>>>>

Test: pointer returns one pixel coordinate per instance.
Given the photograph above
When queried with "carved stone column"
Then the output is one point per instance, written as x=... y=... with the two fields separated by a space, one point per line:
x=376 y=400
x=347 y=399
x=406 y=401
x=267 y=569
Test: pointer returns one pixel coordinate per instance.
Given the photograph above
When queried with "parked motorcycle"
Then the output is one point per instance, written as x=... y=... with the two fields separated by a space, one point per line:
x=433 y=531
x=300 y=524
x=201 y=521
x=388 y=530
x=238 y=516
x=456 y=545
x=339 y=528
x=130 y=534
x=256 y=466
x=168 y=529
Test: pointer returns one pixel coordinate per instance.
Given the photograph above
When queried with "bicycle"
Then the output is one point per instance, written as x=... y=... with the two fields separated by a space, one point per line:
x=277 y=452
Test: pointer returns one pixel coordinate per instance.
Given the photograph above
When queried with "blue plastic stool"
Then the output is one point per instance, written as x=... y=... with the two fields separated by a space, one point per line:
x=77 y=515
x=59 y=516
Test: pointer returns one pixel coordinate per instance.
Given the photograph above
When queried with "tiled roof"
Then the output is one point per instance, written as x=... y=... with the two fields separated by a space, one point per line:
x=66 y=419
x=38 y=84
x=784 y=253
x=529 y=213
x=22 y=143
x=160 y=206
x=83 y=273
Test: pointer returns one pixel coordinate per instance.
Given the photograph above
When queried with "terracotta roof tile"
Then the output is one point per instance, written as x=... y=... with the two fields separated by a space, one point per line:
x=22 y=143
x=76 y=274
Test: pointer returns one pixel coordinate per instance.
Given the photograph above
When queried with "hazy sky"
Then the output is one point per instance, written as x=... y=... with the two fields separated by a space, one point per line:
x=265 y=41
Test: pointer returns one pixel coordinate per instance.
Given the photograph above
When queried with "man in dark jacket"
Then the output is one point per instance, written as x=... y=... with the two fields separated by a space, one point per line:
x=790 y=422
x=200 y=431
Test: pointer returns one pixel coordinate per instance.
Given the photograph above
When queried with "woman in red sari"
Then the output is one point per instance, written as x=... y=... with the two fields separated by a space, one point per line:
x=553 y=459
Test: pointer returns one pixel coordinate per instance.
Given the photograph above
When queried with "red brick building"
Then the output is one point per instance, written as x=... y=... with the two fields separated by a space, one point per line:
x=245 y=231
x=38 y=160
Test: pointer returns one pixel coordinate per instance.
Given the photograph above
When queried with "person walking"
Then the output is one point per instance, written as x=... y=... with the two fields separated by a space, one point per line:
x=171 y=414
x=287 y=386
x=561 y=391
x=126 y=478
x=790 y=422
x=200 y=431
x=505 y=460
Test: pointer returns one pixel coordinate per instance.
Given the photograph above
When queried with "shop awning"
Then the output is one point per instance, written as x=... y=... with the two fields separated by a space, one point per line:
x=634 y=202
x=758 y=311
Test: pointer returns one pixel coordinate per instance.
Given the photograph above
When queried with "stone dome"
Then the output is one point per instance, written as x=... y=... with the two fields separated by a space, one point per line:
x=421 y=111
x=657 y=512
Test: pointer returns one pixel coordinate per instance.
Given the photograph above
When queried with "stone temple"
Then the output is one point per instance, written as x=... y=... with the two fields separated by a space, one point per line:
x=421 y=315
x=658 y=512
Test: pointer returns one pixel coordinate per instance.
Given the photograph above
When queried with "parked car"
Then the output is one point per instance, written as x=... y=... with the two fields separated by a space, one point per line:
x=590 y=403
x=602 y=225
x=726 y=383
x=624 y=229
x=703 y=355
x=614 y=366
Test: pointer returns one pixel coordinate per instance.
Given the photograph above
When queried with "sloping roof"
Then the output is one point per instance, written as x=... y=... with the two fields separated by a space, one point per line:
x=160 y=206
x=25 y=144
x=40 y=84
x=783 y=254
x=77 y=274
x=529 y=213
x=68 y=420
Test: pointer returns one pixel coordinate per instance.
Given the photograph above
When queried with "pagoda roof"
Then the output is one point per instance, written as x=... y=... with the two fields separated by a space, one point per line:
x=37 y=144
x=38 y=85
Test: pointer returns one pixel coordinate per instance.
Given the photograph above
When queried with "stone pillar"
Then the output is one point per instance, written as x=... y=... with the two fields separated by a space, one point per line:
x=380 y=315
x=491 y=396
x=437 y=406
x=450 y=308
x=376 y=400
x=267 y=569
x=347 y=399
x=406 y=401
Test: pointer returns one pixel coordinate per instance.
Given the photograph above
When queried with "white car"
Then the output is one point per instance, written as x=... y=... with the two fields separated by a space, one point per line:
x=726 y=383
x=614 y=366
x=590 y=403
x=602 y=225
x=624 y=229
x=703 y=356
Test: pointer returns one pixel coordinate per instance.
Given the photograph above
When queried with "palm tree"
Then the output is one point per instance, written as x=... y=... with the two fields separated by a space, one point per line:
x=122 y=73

<<<<
>>>>

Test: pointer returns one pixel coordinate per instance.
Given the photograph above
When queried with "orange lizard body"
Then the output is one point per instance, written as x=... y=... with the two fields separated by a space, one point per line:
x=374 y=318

<<<<
>>>>

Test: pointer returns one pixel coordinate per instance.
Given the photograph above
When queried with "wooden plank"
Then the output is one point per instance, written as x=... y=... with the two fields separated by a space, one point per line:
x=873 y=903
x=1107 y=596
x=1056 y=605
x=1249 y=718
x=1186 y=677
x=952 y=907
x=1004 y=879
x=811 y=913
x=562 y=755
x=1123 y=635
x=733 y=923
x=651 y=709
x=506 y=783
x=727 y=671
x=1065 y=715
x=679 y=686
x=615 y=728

<<<<

What this task involves: Find and copy every line in the items above that contains the word "roof".

Full solution:
When queried with "tiled roof"
When queried with "terracotta roof tile"
When queried with "sloping roof"
When queried with "pagoda roof"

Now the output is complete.